**TASK BRIEF**.
Every record here needs to be written out again exactly.

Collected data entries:
— BEGIN —

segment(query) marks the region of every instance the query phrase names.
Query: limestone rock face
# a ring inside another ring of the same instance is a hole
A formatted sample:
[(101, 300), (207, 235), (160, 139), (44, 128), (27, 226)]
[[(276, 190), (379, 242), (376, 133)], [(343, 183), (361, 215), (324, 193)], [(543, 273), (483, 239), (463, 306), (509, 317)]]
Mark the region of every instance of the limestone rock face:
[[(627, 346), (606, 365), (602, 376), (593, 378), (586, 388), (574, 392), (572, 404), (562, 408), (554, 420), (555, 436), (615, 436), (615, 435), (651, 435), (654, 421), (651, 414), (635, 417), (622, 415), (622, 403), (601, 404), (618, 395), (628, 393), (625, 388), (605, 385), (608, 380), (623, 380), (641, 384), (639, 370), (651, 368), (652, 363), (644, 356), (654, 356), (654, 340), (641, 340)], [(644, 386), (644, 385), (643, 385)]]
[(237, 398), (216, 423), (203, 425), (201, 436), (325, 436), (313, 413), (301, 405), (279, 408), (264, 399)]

— END —

**CORRECT RESPONSE**.
segment(query) marks the region of every instance the query phrase names.
Query: limestone rock face
# a ring inside another ring of the same instance is a hole
A formatted sample:
[(101, 300), (207, 235), (160, 139), (44, 128), (27, 226)]
[[(276, 190), (379, 242), (376, 133)], [(343, 183), (361, 215), (324, 193)], [(543, 273), (483, 239), (463, 306), (509, 317)]]
Mark the region of every instance of the limestone rock face:
[[(627, 346), (606, 365), (602, 376), (593, 378), (586, 388), (574, 392), (572, 404), (562, 408), (554, 420), (555, 436), (615, 436), (615, 435), (651, 435), (654, 421), (651, 414), (635, 417), (622, 415), (622, 403), (601, 404), (618, 395), (628, 393), (625, 388), (605, 385), (608, 380), (623, 380), (641, 384), (639, 370), (651, 368), (652, 363), (644, 356), (654, 356), (654, 340), (641, 340)], [(644, 386), (644, 385), (643, 385)]]
[(237, 398), (216, 423), (203, 425), (201, 436), (325, 436), (313, 413), (301, 405), (279, 408), (264, 399)]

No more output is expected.